Do you have any key takeaways from setting up TMD?

I think what shocked me the most, and took me longest to adapt to, is that when you set up an agency after working in-house for so long, you really are on your own. All those support systems that used to exist for you are suddenly gone.

For instance, TMD had been on the go for a few days and I had a meeting with one of our first clients. When I tried to print the meeting agenda my computer told me that there would be no printing, because there was no printer! I then realised I had not purchased a printer since the 90s. Now, where do you go to buy a printer?

Another example: I used to say to my colleague Pamela, “please issue an invoice to company X”, and I would never hear about it again because Pamela would release the invoice and follow it through and that was the end of it as far as I was concerned. But now suddenly, I’m the one procuring the finance software, releasing the invoices, chasing people up — it really is all on your head, and that can be appear to be overwhelming at the start.

It was certainly a steep learning curve, but it was also a massive opportunity to do things the right way. When I worked in-house, there were loads of legacy systems that we used simply because we’d always used them, and for all their inefficiencies, there just wasn’t the time and money and energy to adopt new ones.

At TMD, we did away with all that. Today, everything we do is cloud-based. We can work remotely from anywhere, collaborating on projects in real time. Even in the event of something catastrophic happening to our studio, we can start again somewhere else in a matter of hours, effectively. Having robust processes and procedures in place has paid dividends in the long run. The pandemic is an excellent example of this.

#### STORED DATA:
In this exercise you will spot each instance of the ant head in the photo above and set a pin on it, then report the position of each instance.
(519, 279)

#### TASK INSTRUCTIONS:
**A)** Please copy part of the TMD interview without changes, starting at the words "It was certainly" and stopping after "adopt new ones.".
**B)** Answer these questions from the TMD interview.
(i) What did the speaker try to print for a meeting with one of the first clients?
(ii) Which colleague used to issue and follow through invoices?
(iii) What does the speaker say everything TMD does is today?
Answer from the TMD interview alone, not from the lines.

#### TASK RESULTS:
**A)**
It was certainly a steep learning curve, but it was also a massive opportunity to do things the right way. When I worked in-house, there were loads of legacy systems that we used simply because we’d always used them, and for all their inefficiencies, there just wasn’t the time and money and energy to adopt new ones.

**B)**
(i) The meeting agenda.
(ii) Pamela.
(iii) Cloud-based.